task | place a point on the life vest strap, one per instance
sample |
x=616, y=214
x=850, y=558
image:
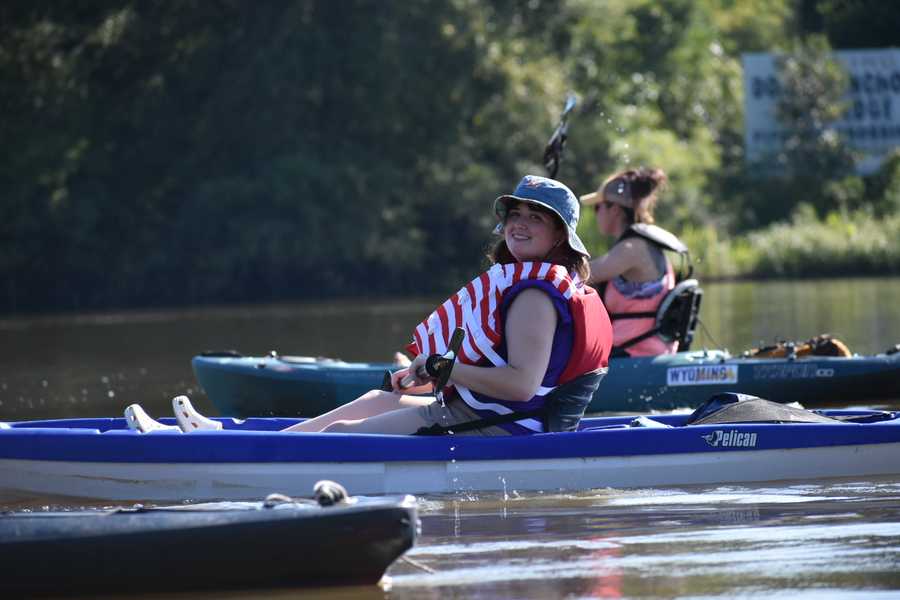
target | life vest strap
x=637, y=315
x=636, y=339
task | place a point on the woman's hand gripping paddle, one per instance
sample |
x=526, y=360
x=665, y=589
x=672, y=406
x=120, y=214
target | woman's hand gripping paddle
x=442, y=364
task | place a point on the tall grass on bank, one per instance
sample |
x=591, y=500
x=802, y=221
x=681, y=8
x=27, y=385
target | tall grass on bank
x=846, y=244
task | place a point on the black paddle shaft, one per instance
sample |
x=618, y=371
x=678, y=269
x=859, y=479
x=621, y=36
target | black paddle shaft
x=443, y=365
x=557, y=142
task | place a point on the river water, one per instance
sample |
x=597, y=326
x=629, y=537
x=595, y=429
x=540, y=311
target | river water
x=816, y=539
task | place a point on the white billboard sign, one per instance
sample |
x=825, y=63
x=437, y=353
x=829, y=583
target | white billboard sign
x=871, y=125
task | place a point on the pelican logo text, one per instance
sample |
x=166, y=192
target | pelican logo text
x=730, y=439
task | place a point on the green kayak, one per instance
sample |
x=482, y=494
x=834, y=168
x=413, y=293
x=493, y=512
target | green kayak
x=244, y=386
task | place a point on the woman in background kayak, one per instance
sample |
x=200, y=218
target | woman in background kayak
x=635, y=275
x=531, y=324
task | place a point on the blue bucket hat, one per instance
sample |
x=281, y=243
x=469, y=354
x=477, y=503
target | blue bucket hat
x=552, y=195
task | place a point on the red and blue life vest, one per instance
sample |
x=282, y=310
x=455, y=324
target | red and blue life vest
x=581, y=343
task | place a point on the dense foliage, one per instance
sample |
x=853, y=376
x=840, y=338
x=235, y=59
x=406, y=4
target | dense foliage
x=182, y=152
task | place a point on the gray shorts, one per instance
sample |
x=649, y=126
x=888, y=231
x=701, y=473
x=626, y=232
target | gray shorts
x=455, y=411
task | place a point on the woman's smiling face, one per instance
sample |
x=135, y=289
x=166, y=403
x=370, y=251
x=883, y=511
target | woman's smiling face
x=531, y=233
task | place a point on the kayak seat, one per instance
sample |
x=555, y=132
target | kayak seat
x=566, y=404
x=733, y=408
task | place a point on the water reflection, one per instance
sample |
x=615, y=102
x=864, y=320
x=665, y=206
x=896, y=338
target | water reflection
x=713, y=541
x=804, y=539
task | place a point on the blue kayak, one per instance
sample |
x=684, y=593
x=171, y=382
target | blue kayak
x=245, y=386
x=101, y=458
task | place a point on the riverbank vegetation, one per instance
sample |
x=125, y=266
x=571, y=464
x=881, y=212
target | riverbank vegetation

## Exercise brief
Rewrite every row above as a numbered list, with one line per item, no blank lines, and no pictures.

## Finished answer
1. task | place a point on the life vest strap, one per instance
2. sample |
3. x=616, y=214
4. x=850, y=558
5. image:
6. target | life vest strap
7. x=637, y=315
8. x=636, y=339
9. task | place a point on the woman's hand gripping paddle, one per instance
10. sample |
11. x=526, y=360
12. x=665, y=589
13. x=672, y=406
14. x=120, y=214
15. target | woman's hand gripping paddle
16. x=442, y=364
17. task | place a point on the tall grass on bank, one per instance
18. sample |
19. x=591, y=500
20. x=802, y=221
21. x=681, y=8
22. x=27, y=385
23. target | tall grass on bank
24. x=846, y=244
25. task | place a point on the black paddle shaft, one per instance
26. sample |
27. x=618, y=371
28. x=678, y=269
29. x=859, y=479
30. x=621, y=36
31. target | black paddle shaft
32. x=443, y=365
33. x=557, y=142
34. task | place a point on the river water, one per instance
35. sample |
36. x=597, y=326
37. x=629, y=537
38. x=595, y=429
39. x=540, y=311
40. target | river water
41. x=816, y=539
42. task | place a point on the white billboard sign, one per instance
43. sample |
44. x=825, y=63
45. x=437, y=353
46. x=829, y=583
47. target | white billboard sign
48. x=871, y=125
49. task | place a point on the pelican logo text, one per instance
50. sample |
51. x=166, y=192
52. target | pelican logo text
53. x=730, y=439
54. task | place a point on the green kayak, one per instance
55. sample |
56. x=482, y=494
57. x=834, y=168
58. x=413, y=293
59. x=493, y=512
60. target | green kayak
61. x=244, y=386
62. task | place a point on the woman in background kayak, one per instance
63. sample |
64. x=200, y=218
65. target | woman in background kayak
66. x=635, y=275
67. x=531, y=324
68. task | place a point on the blue bucket hat, one per instance
69. sample |
70. x=281, y=243
71. x=469, y=354
72. x=477, y=503
73. target | blue bucket hat
74. x=552, y=195
75. task | place a point on the red and blue life vest, one per instance
76. sample |
77. x=282, y=310
78. x=455, y=324
79. target | red and blue life vest
80. x=581, y=343
81. task | place a point on the dense foliage, one per instance
82. sample |
83. x=853, y=376
84. x=840, y=338
85. x=235, y=59
86. x=406, y=4
87. target | dense foliage
88. x=182, y=152
89. task | place a point on the gray shorts, one per instance
90. sample |
91. x=649, y=126
92. x=888, y=231
93. x=701, y=473
94. x=626, y=232
95. target | gray shorts
96. x=455, y=411
97. task | place a point on the woman's smiling face, one per instance
98. sample |
99. x=135, y=289
100. x=166, y=403
101. x=370, y=251
102. x=883, y=511
103. target | woman's smiling face
104. x=531, y=233
105. task | place a point on the kayak seat, one per instance
106. sample |
107. x=555, y=132
108. target | kayak seat
109. x=566, y=404
110. x=733, y=408
111. task | place a point on the water reflection, one per instance
112. sample |
113. x=615, y=102
114. x=864, y=320
115. x=665, y=206
116. x=896, y=338
117. target | water reflection
118. x=713, y=541
119. x=804, y=539
120. task | place a point on the blue kayak, one per instance
121. sample |
122. x=684, y=593
123. x=171, y=382
124. target | blue kayak
125. x=245, y=386
126. x=101, y=458
127. task | place a point on the riverbank vegetation, one per instance
128. sample |
129. x=125, y=266
130. x=571, y=464
131. x=881, y=212
132. target | riverbank vegetation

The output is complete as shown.